The answer must be every record below, repeated exactly.

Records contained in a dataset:
"""

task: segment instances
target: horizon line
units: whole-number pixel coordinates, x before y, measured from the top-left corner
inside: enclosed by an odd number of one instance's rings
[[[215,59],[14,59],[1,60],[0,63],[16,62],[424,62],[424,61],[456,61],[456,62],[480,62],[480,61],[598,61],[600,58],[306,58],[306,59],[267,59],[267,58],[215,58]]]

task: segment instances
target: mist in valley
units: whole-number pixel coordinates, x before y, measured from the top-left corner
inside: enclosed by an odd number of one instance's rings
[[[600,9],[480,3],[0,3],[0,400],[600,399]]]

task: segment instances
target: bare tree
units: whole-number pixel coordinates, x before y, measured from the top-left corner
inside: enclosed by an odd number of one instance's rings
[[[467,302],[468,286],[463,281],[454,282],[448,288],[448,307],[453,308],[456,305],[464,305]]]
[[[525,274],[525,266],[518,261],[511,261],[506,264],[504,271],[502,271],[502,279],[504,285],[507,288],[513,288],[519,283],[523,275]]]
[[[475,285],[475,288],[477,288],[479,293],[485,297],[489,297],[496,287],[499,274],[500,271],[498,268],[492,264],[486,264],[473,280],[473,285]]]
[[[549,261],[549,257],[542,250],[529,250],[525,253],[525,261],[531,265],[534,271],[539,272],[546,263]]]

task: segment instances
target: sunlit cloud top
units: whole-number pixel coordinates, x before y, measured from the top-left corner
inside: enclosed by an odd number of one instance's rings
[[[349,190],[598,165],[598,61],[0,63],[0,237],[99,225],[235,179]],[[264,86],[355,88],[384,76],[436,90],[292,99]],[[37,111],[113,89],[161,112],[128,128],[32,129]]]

"""

* **Result for this exercise**
task: segment instances
target: horizon line
units: whole-number pixel coordinates, x before y, measured from the top-left corner
inside: enclosed by an odd number of one instance's rings
[[[215,59],[14,59],[1,60],[0,63],[16,62],[424,62],[424,61],[456,61],[456,62],[480,62],[480,61],[598,61],[600,58],[306,58],[306,59],[267,59],[267,58],[215,58]]]

task: segment instances
target: mist in valley
units: whole-number pixel coordinates, x before y, measured from the top-left corner
inside: enclosed by an odd number of one instance's rings
[[[600,9],[480,3],[0,3],[0,400],[600,399]]]

task: segment instances
target: bare tree
units: whole-number pixel coordinates, x before y, measured from the top-left corner
inside: enclosed by an odd number of one instance's rings
[[[467,302],[468,286],[463,281],[454,282],[448,288],[448,307],[453,308],[456,305],[464,305]]]
[[[525,274],[525,266],[518,261],[511,261],[506,264],[504,271],[502,271],[502,279],[504,285],[507,288],[513,288],[519,283],[523,275]]]
[[[475,285],[475,288],[477,288],[479,293],[485,297],[489,297],[496,287],[499,274],[500,271],[498,268],[492,264],[486,264],[473,280],[473,285]]]
[[[549,261],[549,257],[542,250],[529,250],[525,253],[525,261],[531,265],[534,271],[539,272],[546,263]]]

task: segment instances
target: sunlit cloud top
units: whole-number pixel coordinates, x before y, measured from the top-left corner
inside: enclosed by an odd number of one instance's rings
[[[349,190],[598,165],[598,61],[0,63],[0,237],[99,225],[235,179]],[[264,86],[355,88],[384,76],[436,90],[292,99]],[[37,111],[113,89],[161,112],[128,128],[32,129]]]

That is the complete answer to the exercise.